Saved entries

===

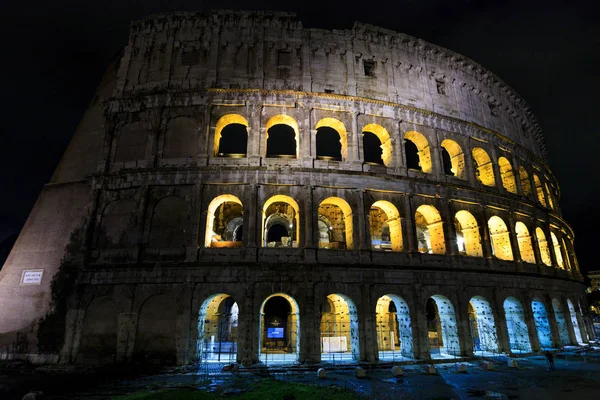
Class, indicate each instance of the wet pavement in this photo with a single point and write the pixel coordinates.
(576, 376)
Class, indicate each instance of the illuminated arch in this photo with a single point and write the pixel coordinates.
(346, 219)
(457, 157)
(525, 183)
(524, 241)
(484, 170)
(467, 234)
(295, 219)
(557, 250)
(393, 223)
(500, 238)
(507, 175)
(539, 189)
(340, 128)
(222, 123)
(291, 332)
(543, 246)
(424, 150)
(386, 142)
(210, 217)
(430, 230)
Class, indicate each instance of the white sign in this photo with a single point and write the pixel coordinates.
(32, 277)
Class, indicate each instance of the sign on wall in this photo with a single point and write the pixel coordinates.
(32, 277)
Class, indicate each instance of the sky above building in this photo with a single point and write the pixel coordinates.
(54, 54)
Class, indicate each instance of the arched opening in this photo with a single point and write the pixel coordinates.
(224, 222)
(543, 246)
(377, 151)
(339, 330)
(539, 190)
(483, 326)
(338, 213)
(422, 159)
(452, 152)
(525, 183)
(385, 227)
(549, 195)
(542, 325)
(332, 140)
(500, 239)
(574, 321)
(507, 175)
(557, 250)
(561, 322)
(279, 334)
(468, 239)
(231, 136)
(394, 329)
(218, 329)
(281, 222)
(484, 170)
(441, 328)
(524, 241)
(518, 335)
(430, 230)
(282, 137)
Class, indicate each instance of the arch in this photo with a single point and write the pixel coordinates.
(507, 175)
(542, 324)
(340, 129)
(430, 230)
(131, 142)
(543, 246)
(468, 238)
(385, 218)
(457, 158)
(99, 333)
(155, 340)
(423, 153)
(500, 238)
(518, 334)
(525, 183)
(181, 138)
(279, 335)
(484, 170)
(384, 139)
(441, 326)
(117, 228)
(281, 214)
(231, 136)
(561, 322)
(539, 190)
(218, 329)
(223, 220)
(279, 143)
(574, 321)
(394, 328)
(339, 329)
(170, 222)
(557, 250)
(483, 326)
(339, 214)
(524, 242)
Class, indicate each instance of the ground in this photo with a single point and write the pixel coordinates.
(577, 375)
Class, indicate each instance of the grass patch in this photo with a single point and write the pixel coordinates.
(264, 390)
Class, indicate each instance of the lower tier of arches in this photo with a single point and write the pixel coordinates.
(279, 314)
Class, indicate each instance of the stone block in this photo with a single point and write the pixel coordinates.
(321, 373)
(360, 373)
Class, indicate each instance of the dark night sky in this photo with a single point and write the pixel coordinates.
(54, 54)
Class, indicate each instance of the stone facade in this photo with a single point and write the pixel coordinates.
(160, 222)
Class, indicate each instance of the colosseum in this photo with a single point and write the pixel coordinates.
(244, 189)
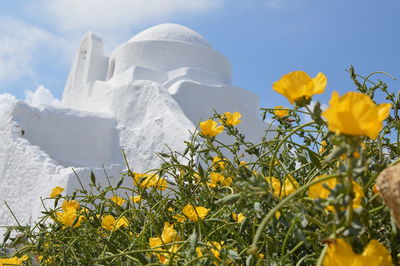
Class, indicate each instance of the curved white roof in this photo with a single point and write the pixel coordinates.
(171, 32)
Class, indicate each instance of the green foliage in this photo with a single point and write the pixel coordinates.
(279, 228)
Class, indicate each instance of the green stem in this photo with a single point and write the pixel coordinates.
(271, 213)
(322, 255)
(349, 217)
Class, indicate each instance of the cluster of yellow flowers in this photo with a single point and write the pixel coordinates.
(109, 222)
(289, 186)
(149, 180)
(70, 214)
(13, 261)
(353, 114)
(165, 243)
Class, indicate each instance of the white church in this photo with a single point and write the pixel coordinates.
(146, 96)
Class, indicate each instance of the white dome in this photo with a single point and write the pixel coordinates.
(171, 32)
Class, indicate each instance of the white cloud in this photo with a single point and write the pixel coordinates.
(100, 15)
(20, 43)
(6, 100)
(41, 97)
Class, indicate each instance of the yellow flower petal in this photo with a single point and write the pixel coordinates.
(169, 234)
(281, 112)
(355, 114)
(210, 128)
(298, 84)
(376, 254)
(118, 200)
(72, 204)
(194, 213)
(56, 191)
(231, 119)
(136, 199)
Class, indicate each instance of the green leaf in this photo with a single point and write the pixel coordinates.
(314, 158)
(336, 153)
(230, 199)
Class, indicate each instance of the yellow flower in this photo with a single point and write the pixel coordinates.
(298, 84)
(137, 178)
(238, 217)
(281, 112)
(231, 119)
(68, 218)
(169, 234)
(290, 185)
(217, 179)
(154, 181)
(179, 217)
(194, 213)
(110, 223)
(136, 199)
(319, 190)
(121, 222)
(13, 261)
(219, 162)
(217, 246)
(56, 191)
(199, 252)
(340, 253)
(323, 145)
(355, 114)
(118, 200)
(375, 189)
(210, 128)
(72, 204)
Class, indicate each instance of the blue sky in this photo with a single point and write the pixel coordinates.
(263, 39)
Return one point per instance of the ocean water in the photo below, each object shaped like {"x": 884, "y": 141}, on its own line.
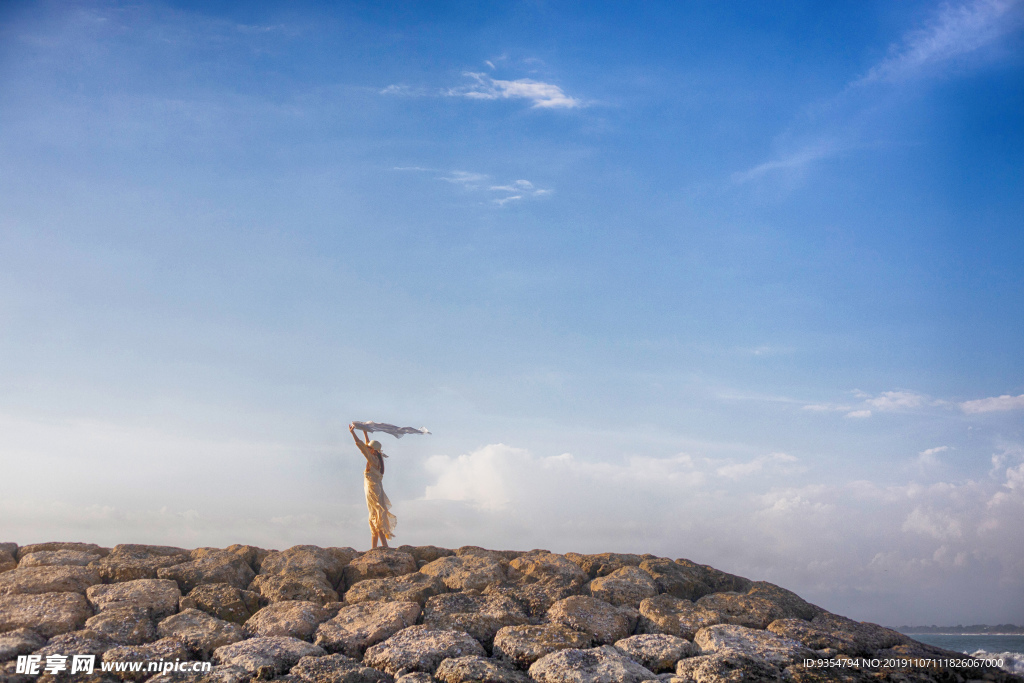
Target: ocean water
{"x": 1008, "y": 648}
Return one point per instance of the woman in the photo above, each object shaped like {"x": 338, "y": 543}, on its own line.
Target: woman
{"x": 382, "y": 522}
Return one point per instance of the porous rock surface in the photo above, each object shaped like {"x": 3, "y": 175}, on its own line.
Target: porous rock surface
{"x": 355, "y": 628}
{"x": 423, "y": 614}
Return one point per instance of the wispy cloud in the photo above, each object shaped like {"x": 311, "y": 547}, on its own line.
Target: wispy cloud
{"x": 507, "y": 193}
{"x": 793, "y": 163}
{"x": 543, "y": 95}
{"x": 993, "y": 404}
{"x": 956, "y": 31}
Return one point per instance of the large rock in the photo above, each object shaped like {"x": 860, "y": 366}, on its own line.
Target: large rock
{"x": 19, "y": 641}
{"x": 266, "y": 657}
{"x": 522, "y": 645}
{"x": 252, "y": 555}
{"x": 601, "y": 564}
{"x": 604, "y": 622}
{"x": 677, "y": 580}
{"x": 749, "y": 610}
{"x": 357, "y": 627}
{"x": 720, "y": 582}
{"x": 420, "y": 648}
{"x": 126, "y": 626}
{"x": 657, "y": 652}
{"x": 727, "y": 667}
{"x": 599, "y": 665}
{"x": 160, "y": 596}
{"x": 167, "y": 649}
{"x": 479, "y": 615}
{"x": 675, "y": 616}
{"x": 414, "y": 587}
{"x": 839, "y": 633}
{"x": 209, "y": 565}
{"x": 306, "y": 559}
{"x": 223, "y": 601}
{"x": 626, "y": 587}
{"x": 57, "y": 558}
{"x": 131, "y": 561}
{"x": 200, "y": 632}
{"x": 774, "y": 649}
{"x": 29, "y": 581}
{"x": 426, "y": 554}
{"x": 336, "y": 669}
{"x": 295, "y": 619}
{"x": 78, "y": 642}
{"x": 81, "y": 547}
{"x": 46, "y": 613}
{"x": 379, "y": 563}
{"x": 788, "y": 602}
{"x": 477, "y": 670}
{"x": 309, "y": 586}
{"x": 466, "y": 572}
{"x": 7, "y": 561}
{"x": 538, "y": 580}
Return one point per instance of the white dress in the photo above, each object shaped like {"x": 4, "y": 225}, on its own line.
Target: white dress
{"x": 382, "y": 521}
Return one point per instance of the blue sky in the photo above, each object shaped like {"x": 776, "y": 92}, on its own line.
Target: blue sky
{"x": 734, "y": 284}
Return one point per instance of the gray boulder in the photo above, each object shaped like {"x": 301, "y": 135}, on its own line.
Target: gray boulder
{"x": 132, "y": 561}
{"x": 774, "y": 649}
{"x": 209, "y": 565}
{"x": 626, "y": 587}
{"x": 414, "y": 587}
{"x": 479, "y": 615}
{"x": 336, "y": 669}
{"x": 602, "y": 564}
{"x": 223, "y": 601}
{"x": 522, "y": 645}
{"x": 731, "y": 666}
{"x": 466, "y": 572}
{"x": 296, "y": 619}
{"x": 201, "y": 633}
{"x": 57, "y": 558}
{"x": 126, "y": 625}
{"x": 474, "y": 669}
{"x": 30, "y": 581}
{"x": 309, "y": 586}
{"x": 657, "y": 652}
{"x": 266, "y": 657}
{"x": 357, "y": 627}
{"x": 420, "y": 648}
{"x": 599, "y": 665}
{"x": 675, "y": 616}
{"x": 82, "y": 547}
{"x": 605, "y": 623}
{"x": 165, "y": 648}
{"x": 19, "y": 641}
{"x": 677, "y": 580}
{"x": 379, "y": 563}
{"x": 46, "y": 613}
{"x": 426, "y": 554}
{"x": 308, "y": 559}
{"x": 160, "y": 596}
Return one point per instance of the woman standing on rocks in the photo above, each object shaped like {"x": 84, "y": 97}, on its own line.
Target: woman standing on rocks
{"x": 382, "y": 522}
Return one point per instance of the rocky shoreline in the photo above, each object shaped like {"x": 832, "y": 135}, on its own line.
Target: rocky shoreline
{"x": 419, "y": 614}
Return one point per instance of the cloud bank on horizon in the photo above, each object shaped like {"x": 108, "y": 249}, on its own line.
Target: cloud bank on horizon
{"x": 737, "y": 287}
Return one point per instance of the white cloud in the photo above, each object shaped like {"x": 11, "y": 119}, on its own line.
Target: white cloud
{"x": 992, "y": 404}
{"x": 544, "y": 95}
{"x": 928, "y": 457}
{"x": 736, "y": 470}
{"x": 793, "y": 163}
{"x": 958, "y": 30}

===

§ **Exercise directions**:
The expected answer is an exact copy of the lines above, beginning at the line with "Return one point per instance of the white dress" and ending at the line with "Return one point per instance of the gray", with both ends in.

§ **Result for this task**:
Return one point per instance of the white dress in the photo above, each object shaped like {"x": 4, "y": 225}, on its own line.
Target: white dress
{"x": 382, "y": 521}
Return one point per instance of the blue sky in the photo above, each object shaped like {"x": 776, "y": 92}, on its own line.
Target: blue sky
{"x": 734, "y": 284}
Return one point per instance of the gray boulder in the photo above, each object shaped like {"x": 301, "y": 135}, on its own line.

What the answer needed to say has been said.